■ **Document excerpt**
How to Modify Sales Price Lists in Dynamics 365 Business Central

TMC Modify Sales Price Lists

I want to show you how you can modify the sales price list in Dynamics 365 Business Central. The sales price lists are relatively new and there’s some functionality in there that I think you should be using, and you probably may be using it already. One of the tricks, though, is how do I modify those sales price lists? I’m going to show you three ways to do it. We’re going to take a look at the item card and the sales price on that card. We’re going to create a couple of sales price lists, and then we’re going to modify those existing sales price lists. And then I want to show you a way that you can use Excel to make this job a little easier. So let’s get started.

Item Card and Sales Price

This is the item card for one of the items in my inventory. On the item card, there’s a sales price. There’s a unit price right here. This is a standard price for this item. This relates back to older functionality, but it will also be used for pricing on current sales orders. If I go up to prices and discounts, look at sales prices, I can see all the current prices in the sales price list. For this particular item, you can see I’ve got three different price lists. I’ve got a retail, a wholesale, then I’ve got one that’s a default price list. I’m going to use that in the demonstration today, but you can see based on the price list code, I’ve got different pricing here for this particular item. This is my complete item list right here. I’ve got the price, unit price right here. We just looked at that for the one item, but these are all my items. If I want to make changes to these prices on the item list, I can easily do that in Edit Excel. Go like this Edit in Excel. This will open up Excel and give me the complete list in Excel. From here, I can make changes if I want to. I can delete items. I can add items. I can change individual fields. Here’s the unit price field right here. This is the one that shows up on the item card. If I wanted to make a change here, all I need to do is type it in. For example, I could just type that in and I can use any functionality in Excel to make those changes. Once I’m done with the changes, all I need to do is publish this back to Business Central. It’s easy to do. I’ll hit publish, and those changes have been published back into Business Central. So that’s one way that you can change prices in Business Central.

■ **Data section**
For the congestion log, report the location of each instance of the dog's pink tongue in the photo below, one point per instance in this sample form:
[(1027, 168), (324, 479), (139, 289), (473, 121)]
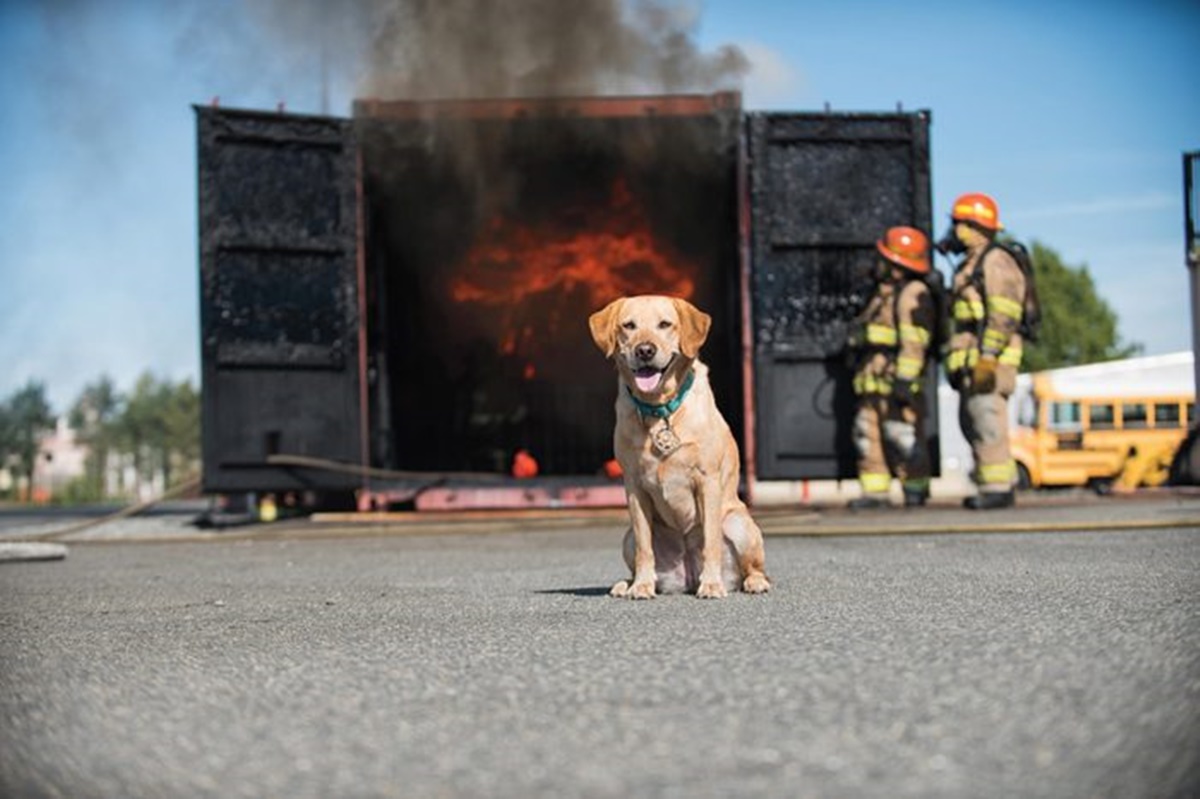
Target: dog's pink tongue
[(648, 382)]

■ **What to produce**
According to the Business Central sales price walkthrough, which three price lists does the shown item have?

■ **The response**
A retail, a wholesale, and a default price list.